ENTRIES SUPPLIED
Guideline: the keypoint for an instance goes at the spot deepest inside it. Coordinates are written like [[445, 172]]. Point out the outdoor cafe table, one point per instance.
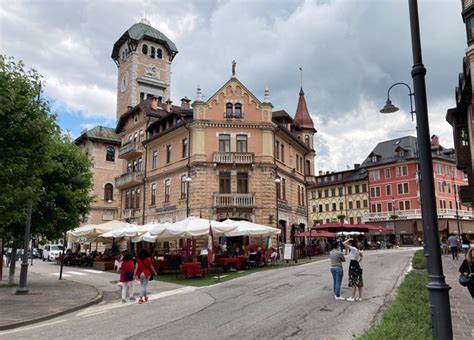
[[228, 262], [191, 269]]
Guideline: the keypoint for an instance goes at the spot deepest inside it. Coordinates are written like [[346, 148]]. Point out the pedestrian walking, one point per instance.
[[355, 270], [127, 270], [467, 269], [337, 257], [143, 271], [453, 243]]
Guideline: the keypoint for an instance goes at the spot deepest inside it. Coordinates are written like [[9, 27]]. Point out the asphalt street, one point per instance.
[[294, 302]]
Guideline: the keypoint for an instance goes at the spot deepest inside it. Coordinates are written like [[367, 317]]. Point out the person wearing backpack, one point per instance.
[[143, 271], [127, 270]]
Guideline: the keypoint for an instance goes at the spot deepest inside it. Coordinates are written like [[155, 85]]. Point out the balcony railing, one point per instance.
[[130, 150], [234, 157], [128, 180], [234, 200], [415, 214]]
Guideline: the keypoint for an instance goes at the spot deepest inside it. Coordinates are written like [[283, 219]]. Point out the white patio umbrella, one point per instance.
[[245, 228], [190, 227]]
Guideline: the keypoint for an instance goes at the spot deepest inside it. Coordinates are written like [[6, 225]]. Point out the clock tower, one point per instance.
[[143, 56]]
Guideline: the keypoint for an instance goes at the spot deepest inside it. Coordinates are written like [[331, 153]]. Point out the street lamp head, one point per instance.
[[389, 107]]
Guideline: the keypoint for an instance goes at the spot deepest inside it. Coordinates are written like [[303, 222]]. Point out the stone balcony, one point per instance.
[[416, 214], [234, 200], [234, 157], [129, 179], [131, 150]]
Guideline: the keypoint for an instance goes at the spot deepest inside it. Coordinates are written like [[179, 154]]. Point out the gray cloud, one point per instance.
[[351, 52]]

* * *

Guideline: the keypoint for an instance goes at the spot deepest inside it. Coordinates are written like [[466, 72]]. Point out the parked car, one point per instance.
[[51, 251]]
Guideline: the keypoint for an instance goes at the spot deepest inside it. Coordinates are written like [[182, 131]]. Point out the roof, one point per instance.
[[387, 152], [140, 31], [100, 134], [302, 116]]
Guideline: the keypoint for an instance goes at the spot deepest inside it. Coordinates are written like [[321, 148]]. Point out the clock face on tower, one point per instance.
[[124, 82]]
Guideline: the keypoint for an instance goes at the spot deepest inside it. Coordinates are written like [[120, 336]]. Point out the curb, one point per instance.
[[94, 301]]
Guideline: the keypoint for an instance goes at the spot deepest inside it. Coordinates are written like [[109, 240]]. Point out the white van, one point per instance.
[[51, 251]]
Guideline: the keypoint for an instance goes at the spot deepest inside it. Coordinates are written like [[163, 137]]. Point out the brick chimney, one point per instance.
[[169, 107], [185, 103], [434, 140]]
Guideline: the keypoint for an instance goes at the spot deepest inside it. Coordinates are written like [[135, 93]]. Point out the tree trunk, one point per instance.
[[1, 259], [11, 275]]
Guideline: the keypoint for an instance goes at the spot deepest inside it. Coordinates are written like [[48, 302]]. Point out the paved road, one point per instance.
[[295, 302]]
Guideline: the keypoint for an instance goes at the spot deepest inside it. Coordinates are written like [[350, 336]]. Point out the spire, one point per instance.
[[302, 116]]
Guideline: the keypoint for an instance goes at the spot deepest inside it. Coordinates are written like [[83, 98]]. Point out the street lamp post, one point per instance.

WHAT IS NEEDED
Take everything in the records from the line containing "walking, one point per instance." down to the line containing "[[143, 56]]", and write it out again with "keypoint" changed to "marker" and nothing else altered.

SOLVED EXERCISE
Guideline: the marker for an instance goes at the spot deepest inside it. Coordinates are written like [[346, 148]]. Point out the pedestrian walking, one point per instance.
[[355, 270], [127, 270], [467, 269], [337, 257], [143, 271], [453, 243]]
Guideline: the marker for an instance goes at the spot deepest inside it. Coordinates are written like [[9, 27]]. Point out the asphalt street, one point per instance.
[[294, 302]]
Guideline: the marker for an instance goes at the spot deepest inside it. Coordinates are written like [[367, 317]]. Point out the person wearing backpack, one point per instance.
[[143, 271], [127, 270]]
Guideline: the marker for an instance goes at the spot deepest inside it. Coordinates are written like [[155, 85]]. Point out the balcony railing, one point per instance.
[[130, 150], [234, 157], [128, 180], [234, 200], [415, 214]]
Guideline: the marker for an instance goes at the spot deepest inside it. Coordinates are written like [[283, 219]]. Point out the white patio umbrella, one point per instance.
[[245, 228], [190, 227]]
Guideline: the marker for an instance goes at the spot deepest inside it. Coordinates are written like [[6, 225]]. Point out the clock tower, one point per instance.
[[143, 56]]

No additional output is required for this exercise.